● **Task directions**
Please collect each line from the records below that contains the string "watch", treating uppercase and lowercase as different.

Data listing:
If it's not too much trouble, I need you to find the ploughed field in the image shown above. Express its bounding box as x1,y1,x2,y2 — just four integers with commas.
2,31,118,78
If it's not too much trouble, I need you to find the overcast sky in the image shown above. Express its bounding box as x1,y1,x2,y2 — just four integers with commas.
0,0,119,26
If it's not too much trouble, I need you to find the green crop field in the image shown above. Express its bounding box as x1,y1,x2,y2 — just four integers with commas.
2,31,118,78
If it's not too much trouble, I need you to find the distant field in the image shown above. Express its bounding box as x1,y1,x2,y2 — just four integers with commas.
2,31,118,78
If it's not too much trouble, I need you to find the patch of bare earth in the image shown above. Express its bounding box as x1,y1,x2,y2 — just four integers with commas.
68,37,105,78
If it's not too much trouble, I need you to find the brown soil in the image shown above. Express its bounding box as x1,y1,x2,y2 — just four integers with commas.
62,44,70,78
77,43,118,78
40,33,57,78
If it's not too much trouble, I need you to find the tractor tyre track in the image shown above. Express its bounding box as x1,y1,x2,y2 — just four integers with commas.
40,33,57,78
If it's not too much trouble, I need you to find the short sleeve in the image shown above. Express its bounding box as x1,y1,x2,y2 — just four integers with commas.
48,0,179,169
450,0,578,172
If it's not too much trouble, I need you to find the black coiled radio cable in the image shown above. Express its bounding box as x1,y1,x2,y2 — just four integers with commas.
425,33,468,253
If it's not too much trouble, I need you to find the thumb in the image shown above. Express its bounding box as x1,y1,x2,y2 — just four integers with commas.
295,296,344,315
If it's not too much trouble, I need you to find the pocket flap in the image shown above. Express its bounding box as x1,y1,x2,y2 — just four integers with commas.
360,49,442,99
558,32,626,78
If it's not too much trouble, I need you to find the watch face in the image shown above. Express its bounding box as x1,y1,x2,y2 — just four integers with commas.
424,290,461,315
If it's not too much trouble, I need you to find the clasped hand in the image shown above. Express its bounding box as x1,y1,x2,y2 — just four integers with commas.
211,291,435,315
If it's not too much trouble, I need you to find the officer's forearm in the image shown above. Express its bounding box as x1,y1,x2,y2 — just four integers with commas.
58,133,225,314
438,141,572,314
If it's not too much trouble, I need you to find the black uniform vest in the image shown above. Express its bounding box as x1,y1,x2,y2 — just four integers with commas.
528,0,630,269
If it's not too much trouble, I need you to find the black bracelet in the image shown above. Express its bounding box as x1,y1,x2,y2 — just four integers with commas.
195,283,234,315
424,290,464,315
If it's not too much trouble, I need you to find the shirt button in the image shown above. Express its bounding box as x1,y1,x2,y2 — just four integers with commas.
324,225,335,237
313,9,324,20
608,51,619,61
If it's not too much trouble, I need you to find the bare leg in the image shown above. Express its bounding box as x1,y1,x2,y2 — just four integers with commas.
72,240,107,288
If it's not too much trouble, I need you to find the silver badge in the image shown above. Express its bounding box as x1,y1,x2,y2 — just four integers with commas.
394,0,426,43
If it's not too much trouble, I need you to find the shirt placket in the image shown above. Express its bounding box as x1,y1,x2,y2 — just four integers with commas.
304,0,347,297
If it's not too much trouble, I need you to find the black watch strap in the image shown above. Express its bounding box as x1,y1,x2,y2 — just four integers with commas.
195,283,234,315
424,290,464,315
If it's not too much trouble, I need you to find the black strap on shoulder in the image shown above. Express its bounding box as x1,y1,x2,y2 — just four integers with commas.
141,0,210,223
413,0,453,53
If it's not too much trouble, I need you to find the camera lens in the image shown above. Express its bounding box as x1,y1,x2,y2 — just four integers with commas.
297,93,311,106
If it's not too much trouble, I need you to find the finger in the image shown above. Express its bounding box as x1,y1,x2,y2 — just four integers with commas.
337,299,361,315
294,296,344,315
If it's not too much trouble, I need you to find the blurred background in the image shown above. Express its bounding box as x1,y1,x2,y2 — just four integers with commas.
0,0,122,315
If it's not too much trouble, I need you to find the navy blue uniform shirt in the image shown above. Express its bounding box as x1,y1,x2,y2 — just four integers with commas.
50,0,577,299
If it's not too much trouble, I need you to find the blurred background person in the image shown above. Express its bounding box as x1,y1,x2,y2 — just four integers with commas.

● **Answer to the problem**
If it's not too much trouble, I need you to find the watch face in the image shown above. Express its bounding box as x1,y1,x2,y2 — just four integers with commas.
If it's not too much trouble, I need you to find the black watch strap in the image shown above. Express its bounding box as x1,y1,x2,y2 — just four integers with commas.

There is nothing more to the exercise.